- **PROBLEM TO SOLVE**: Put the lines from the one with "Tag the solar" to the one with "top-left (215, 105), bottom-right (249, 126)" into a numbered list, leaving out any blank lines. Include both of those lines and nothing outside this range.

------------------------------------------------------------

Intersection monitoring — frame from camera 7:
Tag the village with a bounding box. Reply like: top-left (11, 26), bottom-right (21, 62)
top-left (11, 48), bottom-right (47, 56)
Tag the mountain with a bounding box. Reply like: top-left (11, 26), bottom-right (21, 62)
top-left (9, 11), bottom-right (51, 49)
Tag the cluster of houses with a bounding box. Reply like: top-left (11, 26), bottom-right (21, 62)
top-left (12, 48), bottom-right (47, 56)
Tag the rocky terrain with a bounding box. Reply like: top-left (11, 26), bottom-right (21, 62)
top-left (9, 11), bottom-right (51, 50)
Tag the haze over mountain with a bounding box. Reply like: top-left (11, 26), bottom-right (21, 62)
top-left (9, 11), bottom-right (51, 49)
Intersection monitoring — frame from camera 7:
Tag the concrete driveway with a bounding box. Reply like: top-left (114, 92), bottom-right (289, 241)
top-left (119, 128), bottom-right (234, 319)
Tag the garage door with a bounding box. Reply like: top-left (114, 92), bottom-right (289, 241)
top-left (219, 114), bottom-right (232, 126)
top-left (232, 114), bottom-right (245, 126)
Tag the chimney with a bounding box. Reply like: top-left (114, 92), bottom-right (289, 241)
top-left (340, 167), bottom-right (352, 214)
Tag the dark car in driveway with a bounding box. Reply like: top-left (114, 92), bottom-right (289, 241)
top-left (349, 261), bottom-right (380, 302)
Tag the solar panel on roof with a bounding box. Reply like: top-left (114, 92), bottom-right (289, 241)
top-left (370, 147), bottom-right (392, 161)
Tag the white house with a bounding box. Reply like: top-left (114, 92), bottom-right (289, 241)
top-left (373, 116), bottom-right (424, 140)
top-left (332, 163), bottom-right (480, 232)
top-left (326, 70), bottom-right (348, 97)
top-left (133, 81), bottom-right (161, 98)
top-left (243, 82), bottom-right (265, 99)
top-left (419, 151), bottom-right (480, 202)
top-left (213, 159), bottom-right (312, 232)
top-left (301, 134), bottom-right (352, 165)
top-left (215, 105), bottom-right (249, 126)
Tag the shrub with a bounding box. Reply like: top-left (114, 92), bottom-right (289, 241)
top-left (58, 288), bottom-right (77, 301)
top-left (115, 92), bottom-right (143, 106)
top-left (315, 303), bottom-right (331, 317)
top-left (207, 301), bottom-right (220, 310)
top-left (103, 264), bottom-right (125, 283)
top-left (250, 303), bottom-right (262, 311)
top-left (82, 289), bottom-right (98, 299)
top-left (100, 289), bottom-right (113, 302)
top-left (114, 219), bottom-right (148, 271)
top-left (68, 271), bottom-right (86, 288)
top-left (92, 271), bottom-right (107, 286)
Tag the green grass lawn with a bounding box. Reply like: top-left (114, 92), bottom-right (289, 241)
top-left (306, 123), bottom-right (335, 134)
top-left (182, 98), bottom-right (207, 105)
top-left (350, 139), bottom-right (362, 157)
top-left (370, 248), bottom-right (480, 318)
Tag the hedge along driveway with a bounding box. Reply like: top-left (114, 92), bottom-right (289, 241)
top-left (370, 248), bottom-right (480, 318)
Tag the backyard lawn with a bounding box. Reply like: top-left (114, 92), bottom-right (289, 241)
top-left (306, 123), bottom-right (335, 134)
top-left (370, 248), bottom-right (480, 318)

------------------------------------------------------------

- **EXERCISE RESULT**:
1. Tag the solar panel on roof with a bounding box. Reply like: top-left (114, 92), bottom-right (289, 241)
2. top-left (370, 147), bottom-right (392, 161)
3. Tag the white house with a bounding box. Reply like: top-left (114, 92), bottom-right (289, 241)
4. top-left (373, 116), bottom-right (424, 140)
5. top-left (332, 163), bottom-right (480, 232)
6. top-left (326, 70), bottom-right (348, 97)
7. top-left (133, 81), bottom-right (161, 98)
8. top-left (243, 82), bottom-right (265, 99)
9. top-left (419, 151), bottom-right (480, 202)
10. top-left (213, 159), bottom-right (312, 232)
11. top-left (301, 134), bottom-right (352, 165)
12. top-left (215, 105), bottom-right (249, 126)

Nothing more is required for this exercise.